Daniel Quinn (October 11, 1935 - February 17, 2018)
/When I was 18, I had the strange, nerdy notion of checking out the credits on movie posters of upcoming movies to see if they were based on any books. If they were, I tried to read the books before the movies arrived at my local cinema (which they often didn’t). Sometime in 1999 there was a poster for movie called Instinct, starring Anthony Hopkins and Cuba Gooding Jr. (which back then were still two reasons to watch a movie). The credits mentioned a book called Ishmael by Daniel Quinn. For some reason, the public library in my small town had a copy of that book. If they hadn’t, I would probably have never read it (especially not after watching the dreadful movie). But they did have it and I read it and it changed my life. I eventually read all of Daniel Quinn’s books and they continued to lead me on a different path I wouldn’t have taken without them.
I would say that Daniel Quinn had some of the biggest influence on my life. Yesterday, he died at the age of 82.
The thought of not having him in the world anymore breaks my heart, yet considering that his ideas are still burning inside me after almost twenty years makes me hopeful that they will live on, long after he has gone.

________________________

§ **TASK STATEMENT**
Reproduce the Daniel Quinn tribute word for word, from start to finish.

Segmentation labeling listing
________________________

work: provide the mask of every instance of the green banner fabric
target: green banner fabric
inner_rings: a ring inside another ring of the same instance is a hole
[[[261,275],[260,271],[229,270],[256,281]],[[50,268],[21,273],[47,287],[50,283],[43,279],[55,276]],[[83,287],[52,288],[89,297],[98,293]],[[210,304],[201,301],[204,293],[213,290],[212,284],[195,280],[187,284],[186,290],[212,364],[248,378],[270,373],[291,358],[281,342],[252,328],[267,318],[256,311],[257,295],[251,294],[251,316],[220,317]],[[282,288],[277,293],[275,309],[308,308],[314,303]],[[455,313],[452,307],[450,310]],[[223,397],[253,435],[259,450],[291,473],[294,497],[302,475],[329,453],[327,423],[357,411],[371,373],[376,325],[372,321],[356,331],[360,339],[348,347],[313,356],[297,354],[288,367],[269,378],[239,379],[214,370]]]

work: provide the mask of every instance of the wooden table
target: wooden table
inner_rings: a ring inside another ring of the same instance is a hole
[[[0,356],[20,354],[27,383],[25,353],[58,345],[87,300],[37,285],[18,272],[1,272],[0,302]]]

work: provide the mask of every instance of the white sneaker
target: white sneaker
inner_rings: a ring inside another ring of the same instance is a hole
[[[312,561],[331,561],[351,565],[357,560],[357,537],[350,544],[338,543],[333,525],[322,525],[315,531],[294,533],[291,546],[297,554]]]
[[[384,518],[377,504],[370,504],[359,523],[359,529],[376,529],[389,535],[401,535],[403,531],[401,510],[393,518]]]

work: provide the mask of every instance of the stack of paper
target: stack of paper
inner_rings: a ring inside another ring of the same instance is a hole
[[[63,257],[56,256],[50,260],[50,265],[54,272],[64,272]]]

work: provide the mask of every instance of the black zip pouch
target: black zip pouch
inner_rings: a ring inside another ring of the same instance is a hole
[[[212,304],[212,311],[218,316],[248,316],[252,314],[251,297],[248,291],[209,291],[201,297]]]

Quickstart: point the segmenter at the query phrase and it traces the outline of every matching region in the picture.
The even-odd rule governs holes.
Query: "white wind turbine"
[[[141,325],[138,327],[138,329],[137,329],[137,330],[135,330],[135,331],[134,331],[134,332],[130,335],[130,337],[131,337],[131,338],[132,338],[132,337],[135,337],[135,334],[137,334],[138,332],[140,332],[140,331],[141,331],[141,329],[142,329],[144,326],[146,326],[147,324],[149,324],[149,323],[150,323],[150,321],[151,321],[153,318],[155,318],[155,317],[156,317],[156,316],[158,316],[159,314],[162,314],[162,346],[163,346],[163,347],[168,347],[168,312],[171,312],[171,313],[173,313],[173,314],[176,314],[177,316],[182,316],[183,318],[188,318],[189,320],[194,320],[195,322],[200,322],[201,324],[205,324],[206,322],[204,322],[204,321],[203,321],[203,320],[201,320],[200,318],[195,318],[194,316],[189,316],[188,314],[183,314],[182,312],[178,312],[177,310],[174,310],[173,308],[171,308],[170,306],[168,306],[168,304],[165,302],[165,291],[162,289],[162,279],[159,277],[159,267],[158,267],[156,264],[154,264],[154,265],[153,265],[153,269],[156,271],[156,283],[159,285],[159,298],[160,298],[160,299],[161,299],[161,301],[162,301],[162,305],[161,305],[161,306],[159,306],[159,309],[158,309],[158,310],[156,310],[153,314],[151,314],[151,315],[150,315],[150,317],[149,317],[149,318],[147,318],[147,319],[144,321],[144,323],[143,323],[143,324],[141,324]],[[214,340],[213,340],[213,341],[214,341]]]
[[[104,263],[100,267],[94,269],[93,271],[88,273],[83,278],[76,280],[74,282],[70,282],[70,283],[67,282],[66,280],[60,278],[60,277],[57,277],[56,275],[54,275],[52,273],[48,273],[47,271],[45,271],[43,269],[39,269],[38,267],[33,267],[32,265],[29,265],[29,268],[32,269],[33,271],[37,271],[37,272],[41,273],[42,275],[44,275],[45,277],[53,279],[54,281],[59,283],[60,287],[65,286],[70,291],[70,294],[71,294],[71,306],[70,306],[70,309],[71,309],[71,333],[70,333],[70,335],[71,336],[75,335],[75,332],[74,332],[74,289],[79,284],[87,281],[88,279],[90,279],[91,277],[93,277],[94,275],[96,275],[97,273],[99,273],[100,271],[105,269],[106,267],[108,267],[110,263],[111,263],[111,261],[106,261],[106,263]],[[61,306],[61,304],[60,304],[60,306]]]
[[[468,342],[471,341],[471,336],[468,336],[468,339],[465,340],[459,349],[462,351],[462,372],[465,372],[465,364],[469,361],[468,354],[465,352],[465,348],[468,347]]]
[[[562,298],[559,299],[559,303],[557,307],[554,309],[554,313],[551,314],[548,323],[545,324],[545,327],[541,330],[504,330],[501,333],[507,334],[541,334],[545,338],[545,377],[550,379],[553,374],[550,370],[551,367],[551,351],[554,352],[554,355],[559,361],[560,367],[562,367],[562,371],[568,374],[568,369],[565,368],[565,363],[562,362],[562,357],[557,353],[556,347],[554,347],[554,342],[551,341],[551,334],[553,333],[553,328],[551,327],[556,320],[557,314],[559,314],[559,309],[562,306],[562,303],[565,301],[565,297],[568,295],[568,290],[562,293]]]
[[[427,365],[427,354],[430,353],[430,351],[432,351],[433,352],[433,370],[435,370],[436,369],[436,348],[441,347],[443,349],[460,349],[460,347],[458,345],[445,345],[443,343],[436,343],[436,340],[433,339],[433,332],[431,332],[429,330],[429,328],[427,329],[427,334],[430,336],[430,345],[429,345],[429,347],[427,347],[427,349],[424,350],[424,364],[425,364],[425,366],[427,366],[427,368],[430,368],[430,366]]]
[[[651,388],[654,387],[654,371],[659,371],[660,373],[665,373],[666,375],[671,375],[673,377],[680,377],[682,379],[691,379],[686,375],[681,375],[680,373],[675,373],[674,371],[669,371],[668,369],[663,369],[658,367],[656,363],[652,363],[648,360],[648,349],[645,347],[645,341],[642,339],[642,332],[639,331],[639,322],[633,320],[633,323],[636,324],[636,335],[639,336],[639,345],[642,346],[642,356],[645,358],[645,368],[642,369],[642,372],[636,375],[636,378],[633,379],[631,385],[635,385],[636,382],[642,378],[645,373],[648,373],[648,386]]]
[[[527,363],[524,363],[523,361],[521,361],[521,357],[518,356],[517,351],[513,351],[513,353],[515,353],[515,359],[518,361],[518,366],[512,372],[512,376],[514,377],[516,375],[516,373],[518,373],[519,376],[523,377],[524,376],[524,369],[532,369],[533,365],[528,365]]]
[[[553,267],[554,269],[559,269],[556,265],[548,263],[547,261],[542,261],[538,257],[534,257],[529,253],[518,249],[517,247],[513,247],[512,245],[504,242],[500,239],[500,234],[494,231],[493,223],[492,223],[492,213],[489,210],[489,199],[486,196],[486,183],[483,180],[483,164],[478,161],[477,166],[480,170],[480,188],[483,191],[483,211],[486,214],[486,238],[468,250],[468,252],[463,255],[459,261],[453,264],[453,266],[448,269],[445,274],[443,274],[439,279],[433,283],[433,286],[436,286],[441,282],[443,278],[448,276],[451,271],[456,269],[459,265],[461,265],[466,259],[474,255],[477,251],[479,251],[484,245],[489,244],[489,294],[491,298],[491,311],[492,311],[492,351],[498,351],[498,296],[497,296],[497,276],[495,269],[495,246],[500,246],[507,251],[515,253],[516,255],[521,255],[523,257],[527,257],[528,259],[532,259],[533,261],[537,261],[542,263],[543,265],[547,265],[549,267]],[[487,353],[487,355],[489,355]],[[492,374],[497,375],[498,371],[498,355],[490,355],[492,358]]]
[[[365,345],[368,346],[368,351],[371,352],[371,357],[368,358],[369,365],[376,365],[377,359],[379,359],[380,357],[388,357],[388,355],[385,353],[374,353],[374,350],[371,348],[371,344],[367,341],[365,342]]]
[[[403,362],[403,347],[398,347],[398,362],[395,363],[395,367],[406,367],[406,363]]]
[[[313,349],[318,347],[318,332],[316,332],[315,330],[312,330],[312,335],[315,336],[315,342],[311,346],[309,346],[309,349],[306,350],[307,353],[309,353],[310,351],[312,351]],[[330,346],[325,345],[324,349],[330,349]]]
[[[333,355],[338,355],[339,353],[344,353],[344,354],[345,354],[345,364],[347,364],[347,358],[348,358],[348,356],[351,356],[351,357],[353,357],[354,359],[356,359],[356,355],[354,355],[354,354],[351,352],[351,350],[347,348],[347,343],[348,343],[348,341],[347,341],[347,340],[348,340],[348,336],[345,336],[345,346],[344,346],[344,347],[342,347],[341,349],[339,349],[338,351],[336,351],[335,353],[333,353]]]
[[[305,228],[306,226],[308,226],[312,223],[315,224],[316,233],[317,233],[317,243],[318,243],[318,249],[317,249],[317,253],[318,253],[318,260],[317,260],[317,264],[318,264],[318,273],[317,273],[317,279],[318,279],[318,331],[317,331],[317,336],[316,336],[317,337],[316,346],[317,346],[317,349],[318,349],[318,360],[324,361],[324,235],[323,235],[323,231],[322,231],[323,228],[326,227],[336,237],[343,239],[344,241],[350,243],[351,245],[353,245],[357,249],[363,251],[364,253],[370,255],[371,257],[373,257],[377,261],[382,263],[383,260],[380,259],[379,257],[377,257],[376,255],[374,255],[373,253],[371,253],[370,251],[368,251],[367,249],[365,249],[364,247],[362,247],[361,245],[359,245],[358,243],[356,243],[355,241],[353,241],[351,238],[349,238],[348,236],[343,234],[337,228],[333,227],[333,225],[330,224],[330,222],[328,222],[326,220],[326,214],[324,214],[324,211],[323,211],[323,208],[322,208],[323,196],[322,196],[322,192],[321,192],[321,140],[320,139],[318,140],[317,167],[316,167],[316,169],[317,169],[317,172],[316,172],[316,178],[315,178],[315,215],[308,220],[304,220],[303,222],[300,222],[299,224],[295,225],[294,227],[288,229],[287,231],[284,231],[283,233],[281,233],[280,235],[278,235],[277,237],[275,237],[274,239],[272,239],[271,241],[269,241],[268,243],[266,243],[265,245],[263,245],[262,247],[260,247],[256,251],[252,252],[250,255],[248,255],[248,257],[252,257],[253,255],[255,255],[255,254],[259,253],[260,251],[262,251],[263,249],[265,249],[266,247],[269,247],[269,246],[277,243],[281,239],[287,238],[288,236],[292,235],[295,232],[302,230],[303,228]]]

________________________

§ **THE COMPLETED TASK**
Daniel Quinn (October 11, 1935 - February 17, 2018)
/When I was 18, I had the strange, nerdy notion of checking out the credits on movie posters of upcoming movies to see if they were based on any books. If they were, I tried to read the books before the movies arrived at my local cinema (which they often didn’t). Sometime in 1999 there was a poster for movie called Instinct, starring Anthony Hopkins and Cuba Gooding Jr. (which back then were still two reasons to watch a movie). The credits mentioned a book called Ishmael by Daniel Quinn. For some reason, the public library in my small town had a copy of that book. If they hadn’t, I would probably have never read it (especially not after watching the dreadful movie). But they did have it and I read it and it changed my life. I eventually read all of Daniel Quinn’s books and they continued to lead me on a different path I wouldn’t have taken without them.
I would say that Daniel Quinn had some of the biggest influence on my life. Yesterday, he died at the age of 82.
The thought of not having him in the world anymore breaks my heart, yet considering that his ideas are still burning inside me after almost twenty years makes me hopeful that they will live on, long after he has gone.